Action item>
Exact copies of the lines from the line containing "Query: dark brown mulch" through the last line of the entries below are the whole answer.

------------------------------------------------------------------------

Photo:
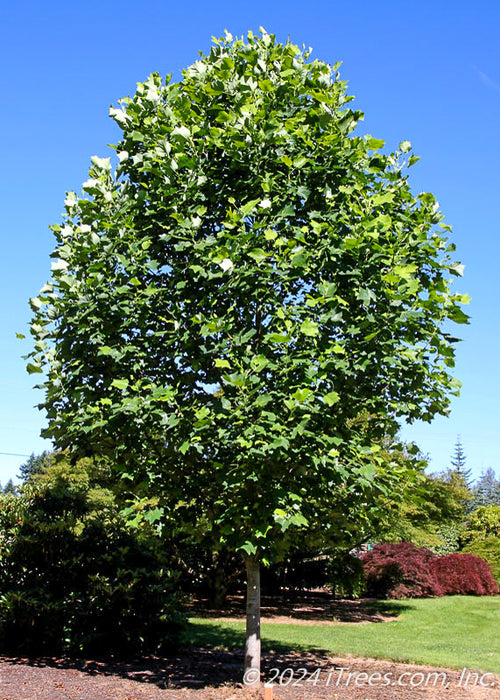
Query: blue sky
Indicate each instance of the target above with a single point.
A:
(423, 71)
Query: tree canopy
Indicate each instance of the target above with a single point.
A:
(249, 302)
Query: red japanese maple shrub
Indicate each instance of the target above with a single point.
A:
(464, 574)
(400, 571)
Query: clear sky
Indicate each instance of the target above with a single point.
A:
(424, 71)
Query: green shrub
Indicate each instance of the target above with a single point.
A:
(488, 548)
(347, 577)
(75, 579)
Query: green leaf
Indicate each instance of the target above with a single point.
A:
(249, 548)
(331, 398)
(375, 144)
(258, 254)
(457, 269)
(309, 328)
(222, 363)
(120, 383)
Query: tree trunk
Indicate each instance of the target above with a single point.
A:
(251, 675)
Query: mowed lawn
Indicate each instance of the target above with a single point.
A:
(454, 632)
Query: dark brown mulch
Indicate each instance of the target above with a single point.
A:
(214, 675)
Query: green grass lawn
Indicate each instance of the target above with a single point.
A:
(454, 631)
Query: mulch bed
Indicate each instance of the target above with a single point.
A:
(215, 674)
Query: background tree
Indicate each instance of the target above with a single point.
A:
(430, 516)
(486, 491)
(229, 305)
(75, 578)
(458, 463)
(9, 488)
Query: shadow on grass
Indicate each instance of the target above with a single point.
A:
(213, 652)
(307, 606)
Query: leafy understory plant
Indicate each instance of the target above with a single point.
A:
(243, 307)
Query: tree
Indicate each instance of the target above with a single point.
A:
(431, 517)
(9, 488)
(486, 491)
(246, 306)
(458, 463)
(36, 464)
(75, 578)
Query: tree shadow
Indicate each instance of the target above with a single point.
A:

------------------------------------------------------------------------

Result of the exercise>
Query: dark brown mulch
Indicate each instance of the target above with a single point.
A:
(214, 675)
Query: green grass lawn
Indicate each instance of the target above with a single point.
A:
(454, 631)
Query: mulch bed
Indicate each instance of the target above with a single point.
A:
(215, 674)
Query: background tree
Indicate each instance of the target above with a single point.
A:
(430, 516)
(486, 491)
(229, 305)
(75, 578)
(458, 463)
(9, 488)
Query: shadow on grass
Indicate each instance of the target above with a single point.
A:
(213, 652)
(307, 606)
Query: leafy understory plant
Indicate each instance of the target above with a single point.
A:
(243, 307)
Query: tree
Indicate each instance of the target above with a single point.
A:
(431, 517)
(9, 488)
(486, 491)
(246, 306)
(458, 463)
(36, 464)
(75, 578)
Query: tree shadow
Indicate each instance of the target above with a single point.
A:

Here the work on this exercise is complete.